Dataset excerpts on pointing at objects
+---+

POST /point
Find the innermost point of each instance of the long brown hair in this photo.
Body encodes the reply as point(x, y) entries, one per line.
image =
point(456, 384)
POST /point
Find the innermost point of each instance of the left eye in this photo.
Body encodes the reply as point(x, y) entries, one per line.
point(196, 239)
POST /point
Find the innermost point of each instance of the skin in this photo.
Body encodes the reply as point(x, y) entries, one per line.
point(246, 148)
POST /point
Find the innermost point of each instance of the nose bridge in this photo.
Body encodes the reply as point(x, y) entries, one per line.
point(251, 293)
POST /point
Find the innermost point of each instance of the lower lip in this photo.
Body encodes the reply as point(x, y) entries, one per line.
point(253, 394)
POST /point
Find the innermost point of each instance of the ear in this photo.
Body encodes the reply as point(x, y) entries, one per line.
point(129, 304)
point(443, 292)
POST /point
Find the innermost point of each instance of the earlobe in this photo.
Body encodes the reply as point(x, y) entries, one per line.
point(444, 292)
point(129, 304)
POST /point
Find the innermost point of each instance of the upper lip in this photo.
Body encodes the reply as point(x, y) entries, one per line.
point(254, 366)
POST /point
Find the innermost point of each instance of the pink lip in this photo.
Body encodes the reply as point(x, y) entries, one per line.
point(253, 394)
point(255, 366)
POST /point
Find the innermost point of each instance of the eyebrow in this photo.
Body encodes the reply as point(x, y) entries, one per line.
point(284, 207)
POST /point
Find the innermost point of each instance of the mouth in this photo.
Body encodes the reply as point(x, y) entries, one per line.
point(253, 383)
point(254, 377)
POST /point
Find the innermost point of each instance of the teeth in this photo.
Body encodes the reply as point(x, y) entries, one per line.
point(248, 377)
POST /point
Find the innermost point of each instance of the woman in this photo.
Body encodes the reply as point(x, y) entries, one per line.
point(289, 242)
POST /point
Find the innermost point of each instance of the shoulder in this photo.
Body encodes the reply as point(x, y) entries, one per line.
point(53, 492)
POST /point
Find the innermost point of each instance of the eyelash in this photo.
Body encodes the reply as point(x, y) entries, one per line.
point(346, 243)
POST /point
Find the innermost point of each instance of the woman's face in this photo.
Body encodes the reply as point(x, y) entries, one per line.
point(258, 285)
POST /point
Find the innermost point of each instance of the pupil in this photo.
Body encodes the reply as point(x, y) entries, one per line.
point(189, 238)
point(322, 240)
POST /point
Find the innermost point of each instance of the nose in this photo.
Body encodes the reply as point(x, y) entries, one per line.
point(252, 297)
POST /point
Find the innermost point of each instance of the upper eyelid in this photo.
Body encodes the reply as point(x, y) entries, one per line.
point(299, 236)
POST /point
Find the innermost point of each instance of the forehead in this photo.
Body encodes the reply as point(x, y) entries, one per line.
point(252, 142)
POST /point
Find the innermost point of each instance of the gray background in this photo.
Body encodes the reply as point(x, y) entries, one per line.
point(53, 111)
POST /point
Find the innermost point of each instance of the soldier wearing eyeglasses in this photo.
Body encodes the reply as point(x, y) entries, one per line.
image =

+---+

_WRITTEN REQUEST:_
Update the items from the start of the records through the line that contains "point(251, 293)", replacing "innermost" with "central". Give only those lines, with everything else unchanged.

_TASK OUTPUT:_
POST /point
Find the central point of each instance of the long brown hair in this photo.
Body encodes the reply as point(x, y) entries, one per line.
image =
point(456, 384)
POST /point
Find the central point of each instance of the left eye in this photo.
Body encodes the reply as point(x, y) entries, one per line.
point(196, 239)
POST /point
Find the central point of each instance of the skin in this photo.
Body encodes the reply as point(x, y) entries, one per line.
point(246, 148)
POST /point
Find the central point of each instance of the nose bridge in this photo.
Body encodes the reply as point(x, y) entries, one per line.
point(251, 293)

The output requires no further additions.